(Named-object pointing records)
+===+
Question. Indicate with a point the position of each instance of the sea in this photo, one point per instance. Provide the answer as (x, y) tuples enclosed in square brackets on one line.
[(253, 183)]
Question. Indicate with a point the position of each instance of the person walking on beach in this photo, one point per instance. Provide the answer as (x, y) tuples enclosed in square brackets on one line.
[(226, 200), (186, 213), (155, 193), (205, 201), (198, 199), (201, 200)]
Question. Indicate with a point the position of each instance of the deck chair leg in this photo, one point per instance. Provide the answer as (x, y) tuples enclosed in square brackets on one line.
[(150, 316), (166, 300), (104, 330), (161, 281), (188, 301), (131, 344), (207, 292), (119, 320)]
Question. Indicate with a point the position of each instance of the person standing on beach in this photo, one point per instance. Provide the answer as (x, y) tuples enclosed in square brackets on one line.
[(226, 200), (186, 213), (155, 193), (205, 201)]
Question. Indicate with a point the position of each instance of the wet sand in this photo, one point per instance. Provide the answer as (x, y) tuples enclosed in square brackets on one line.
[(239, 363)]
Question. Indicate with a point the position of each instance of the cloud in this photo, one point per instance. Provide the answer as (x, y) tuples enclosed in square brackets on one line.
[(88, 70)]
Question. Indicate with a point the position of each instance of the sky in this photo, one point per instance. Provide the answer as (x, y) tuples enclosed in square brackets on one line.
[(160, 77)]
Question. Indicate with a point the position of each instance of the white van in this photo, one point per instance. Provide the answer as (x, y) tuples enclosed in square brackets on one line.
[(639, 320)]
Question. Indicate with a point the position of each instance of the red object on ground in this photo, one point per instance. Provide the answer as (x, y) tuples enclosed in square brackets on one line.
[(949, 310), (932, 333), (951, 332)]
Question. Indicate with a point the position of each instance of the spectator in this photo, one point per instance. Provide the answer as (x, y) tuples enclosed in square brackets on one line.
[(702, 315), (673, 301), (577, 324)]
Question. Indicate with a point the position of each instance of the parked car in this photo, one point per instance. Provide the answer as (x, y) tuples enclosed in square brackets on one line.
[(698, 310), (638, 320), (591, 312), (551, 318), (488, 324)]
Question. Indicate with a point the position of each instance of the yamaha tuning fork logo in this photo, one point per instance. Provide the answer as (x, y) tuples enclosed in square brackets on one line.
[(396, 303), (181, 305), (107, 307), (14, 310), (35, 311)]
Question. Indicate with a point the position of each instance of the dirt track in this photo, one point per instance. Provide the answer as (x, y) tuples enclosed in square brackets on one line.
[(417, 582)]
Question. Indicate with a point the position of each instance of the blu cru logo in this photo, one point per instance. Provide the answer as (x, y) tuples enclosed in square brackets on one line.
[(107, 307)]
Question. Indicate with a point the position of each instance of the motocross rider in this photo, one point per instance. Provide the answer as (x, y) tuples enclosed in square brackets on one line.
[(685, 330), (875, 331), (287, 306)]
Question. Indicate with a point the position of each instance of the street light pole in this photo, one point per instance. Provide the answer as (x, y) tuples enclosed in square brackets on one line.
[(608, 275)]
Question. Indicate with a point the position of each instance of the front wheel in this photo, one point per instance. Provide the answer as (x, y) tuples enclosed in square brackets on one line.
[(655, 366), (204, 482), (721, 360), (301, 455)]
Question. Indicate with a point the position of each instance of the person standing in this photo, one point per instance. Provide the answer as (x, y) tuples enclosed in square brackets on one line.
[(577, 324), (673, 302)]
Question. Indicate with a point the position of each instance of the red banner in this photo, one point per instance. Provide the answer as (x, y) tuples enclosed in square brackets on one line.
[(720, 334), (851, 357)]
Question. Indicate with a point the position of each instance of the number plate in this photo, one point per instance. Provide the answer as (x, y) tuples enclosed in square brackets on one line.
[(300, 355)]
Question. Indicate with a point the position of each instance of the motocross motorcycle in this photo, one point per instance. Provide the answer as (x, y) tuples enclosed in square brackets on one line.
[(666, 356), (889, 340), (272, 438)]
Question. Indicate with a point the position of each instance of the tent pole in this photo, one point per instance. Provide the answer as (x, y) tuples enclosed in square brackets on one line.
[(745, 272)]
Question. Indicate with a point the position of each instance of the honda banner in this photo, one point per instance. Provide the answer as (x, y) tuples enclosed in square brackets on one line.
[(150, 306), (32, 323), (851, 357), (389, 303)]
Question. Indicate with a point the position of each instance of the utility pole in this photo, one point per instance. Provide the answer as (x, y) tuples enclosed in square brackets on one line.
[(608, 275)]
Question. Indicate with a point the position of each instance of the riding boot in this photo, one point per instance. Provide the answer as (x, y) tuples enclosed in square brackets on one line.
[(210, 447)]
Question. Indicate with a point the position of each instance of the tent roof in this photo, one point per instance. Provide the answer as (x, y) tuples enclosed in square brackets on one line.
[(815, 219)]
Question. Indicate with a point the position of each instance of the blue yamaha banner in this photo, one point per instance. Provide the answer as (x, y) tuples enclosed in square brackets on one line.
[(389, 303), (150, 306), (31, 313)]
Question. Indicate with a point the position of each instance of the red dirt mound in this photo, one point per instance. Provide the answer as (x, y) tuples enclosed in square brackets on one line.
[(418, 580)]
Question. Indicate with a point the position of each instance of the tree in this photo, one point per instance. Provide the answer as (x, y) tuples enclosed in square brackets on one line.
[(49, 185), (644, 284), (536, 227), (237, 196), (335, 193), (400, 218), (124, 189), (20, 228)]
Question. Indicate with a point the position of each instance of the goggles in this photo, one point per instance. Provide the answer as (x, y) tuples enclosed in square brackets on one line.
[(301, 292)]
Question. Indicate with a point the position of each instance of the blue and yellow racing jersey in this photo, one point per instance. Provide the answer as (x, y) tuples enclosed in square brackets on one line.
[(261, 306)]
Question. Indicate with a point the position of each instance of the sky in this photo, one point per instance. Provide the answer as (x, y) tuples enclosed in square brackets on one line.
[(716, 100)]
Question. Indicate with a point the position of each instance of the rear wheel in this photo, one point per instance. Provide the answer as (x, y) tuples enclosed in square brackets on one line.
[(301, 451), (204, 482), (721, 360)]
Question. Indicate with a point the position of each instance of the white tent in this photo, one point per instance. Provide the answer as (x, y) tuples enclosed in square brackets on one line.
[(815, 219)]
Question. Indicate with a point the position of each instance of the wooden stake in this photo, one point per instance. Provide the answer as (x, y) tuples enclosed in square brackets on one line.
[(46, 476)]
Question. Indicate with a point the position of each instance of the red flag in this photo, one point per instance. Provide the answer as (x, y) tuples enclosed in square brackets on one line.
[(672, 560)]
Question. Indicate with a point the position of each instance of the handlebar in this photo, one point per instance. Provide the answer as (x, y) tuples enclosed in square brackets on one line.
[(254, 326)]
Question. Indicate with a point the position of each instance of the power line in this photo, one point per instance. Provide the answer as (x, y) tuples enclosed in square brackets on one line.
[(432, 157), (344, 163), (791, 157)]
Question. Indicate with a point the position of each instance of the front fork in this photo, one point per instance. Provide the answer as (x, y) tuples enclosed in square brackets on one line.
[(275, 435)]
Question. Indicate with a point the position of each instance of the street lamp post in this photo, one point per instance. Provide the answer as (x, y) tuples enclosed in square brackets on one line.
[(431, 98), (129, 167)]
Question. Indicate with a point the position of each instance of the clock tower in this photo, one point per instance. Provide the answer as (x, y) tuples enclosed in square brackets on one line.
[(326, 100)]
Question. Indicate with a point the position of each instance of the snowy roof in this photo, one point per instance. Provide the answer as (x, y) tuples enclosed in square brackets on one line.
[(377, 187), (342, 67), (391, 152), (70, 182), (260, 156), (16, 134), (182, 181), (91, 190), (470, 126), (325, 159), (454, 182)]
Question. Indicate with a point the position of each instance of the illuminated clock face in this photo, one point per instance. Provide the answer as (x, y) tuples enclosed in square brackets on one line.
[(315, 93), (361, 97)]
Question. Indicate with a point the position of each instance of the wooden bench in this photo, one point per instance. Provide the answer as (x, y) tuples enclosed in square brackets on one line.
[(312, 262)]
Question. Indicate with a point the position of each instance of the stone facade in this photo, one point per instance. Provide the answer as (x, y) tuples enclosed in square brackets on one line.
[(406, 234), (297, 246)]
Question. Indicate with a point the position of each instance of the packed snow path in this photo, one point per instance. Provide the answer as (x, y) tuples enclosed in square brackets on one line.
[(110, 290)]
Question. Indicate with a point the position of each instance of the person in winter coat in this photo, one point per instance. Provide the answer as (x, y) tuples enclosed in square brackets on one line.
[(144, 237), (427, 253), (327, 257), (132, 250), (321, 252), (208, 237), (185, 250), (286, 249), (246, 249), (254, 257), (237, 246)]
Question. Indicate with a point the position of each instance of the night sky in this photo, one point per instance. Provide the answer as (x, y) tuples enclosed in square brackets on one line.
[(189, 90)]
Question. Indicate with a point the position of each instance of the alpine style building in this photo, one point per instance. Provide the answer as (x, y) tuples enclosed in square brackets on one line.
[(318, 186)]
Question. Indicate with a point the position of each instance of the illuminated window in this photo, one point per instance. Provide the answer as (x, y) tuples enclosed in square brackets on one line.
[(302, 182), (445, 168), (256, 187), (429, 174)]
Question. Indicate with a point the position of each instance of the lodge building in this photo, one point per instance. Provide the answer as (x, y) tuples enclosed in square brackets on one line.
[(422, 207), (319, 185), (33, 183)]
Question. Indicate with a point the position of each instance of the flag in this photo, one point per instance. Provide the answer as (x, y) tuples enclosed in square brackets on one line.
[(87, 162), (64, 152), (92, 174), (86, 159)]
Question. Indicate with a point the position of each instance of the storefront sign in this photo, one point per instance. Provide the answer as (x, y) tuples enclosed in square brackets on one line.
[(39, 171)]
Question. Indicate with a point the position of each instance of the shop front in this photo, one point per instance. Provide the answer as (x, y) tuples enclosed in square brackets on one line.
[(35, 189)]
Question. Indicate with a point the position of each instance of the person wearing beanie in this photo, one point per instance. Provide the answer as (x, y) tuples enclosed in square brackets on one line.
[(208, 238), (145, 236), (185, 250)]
+===+
*Task instructions*. Rewrite the lines from the one containing "the blue yamaha" through the one containing "189), (20, 228)]", inclusive, substituting "Mark" for "Indicate" and changing nothing else. Give only those lines.

*Written answer*.
Question. Mark with a point the position of each instance of the blue yamaha banner in this photo, one point per instance. Provide the answer as (x, y) tuples enclosed in square brackets on one line.
[(389, 303), (150, 306), (31, 313)]
Question. Mark with a point the position of each instance of the red dirt mound in this photo, one point per instance. Provide the answer as (x, y) tuples enclosed in square brackets on one line.
[(418, 580)]
Question. Mark with a point the position of each instance of the tree in this photo, one point per instance. Provide the answer as (x, y) tuples enclosed in square brackets on one line.
[(49, 185), (644, 284), (536, 227), (237, 196), (335, 193), (400, 218), (124, 189), (20, 228)]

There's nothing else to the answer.